Work to complete:
Recast as a numbered list the lines from the one containing "Where can the brown" through the last of the lines below, both included, leaving out any blank lines.

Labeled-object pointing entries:
- - - - - - -

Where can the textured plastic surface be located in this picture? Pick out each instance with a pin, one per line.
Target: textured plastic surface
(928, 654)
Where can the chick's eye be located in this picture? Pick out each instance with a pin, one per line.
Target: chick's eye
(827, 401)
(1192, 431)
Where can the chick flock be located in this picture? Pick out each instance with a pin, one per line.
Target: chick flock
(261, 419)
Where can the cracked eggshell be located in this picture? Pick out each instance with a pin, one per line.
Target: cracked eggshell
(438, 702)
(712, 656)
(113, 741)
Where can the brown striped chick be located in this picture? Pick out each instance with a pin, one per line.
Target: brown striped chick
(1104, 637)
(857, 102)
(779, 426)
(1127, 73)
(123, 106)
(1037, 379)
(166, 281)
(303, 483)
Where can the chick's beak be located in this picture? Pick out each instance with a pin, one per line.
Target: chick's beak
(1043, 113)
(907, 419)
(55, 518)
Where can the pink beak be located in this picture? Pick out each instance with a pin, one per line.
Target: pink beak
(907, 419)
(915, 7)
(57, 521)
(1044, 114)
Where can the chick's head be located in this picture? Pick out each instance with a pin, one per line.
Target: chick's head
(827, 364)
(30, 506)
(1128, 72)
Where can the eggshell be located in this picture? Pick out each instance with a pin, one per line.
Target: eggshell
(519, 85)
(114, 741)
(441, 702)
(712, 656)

- - - - - - -

Solution to this problem:
1. Where can the brown striped chick be located in this picture? Pick out each instance with a pin, one per line.
2. Target: brown striped chick
3. (1104, 637)
4. (857, 102)
5. (779, 426)
6. (1127, 73)
7. (123, 106)
8. (1037, 379)
9. (166, 281)
10. (303, 483)
11. Where can the chick's beak be located in this picture? Pick out each instance with a pin, one per line.
12. Target: chick's beak
13. (1043, 113)
14. (907, 419)
15. (55, 518)
16. Where can the pink beak be located in this picture? Pick out each instance with a pin, one per line.
17. Target: pink beak
18. (907, 419)
19. (915, 7)
20. (57, 521)
21. (1044, 114)
22. Where can the chick's head be located in this picture? Pick out each instance with a pin, one per line.
23. Target: chick's head
24. (827, 364)
25. (30, 506)
26. (1128, 72)
27. Where can the eggshell be located in this picture? Pick out each instance with a pin, one per line.
28. Target: eggshell
29. (519, 85)
30. (114, 741)
31. (441, 702)
32. (712, 656)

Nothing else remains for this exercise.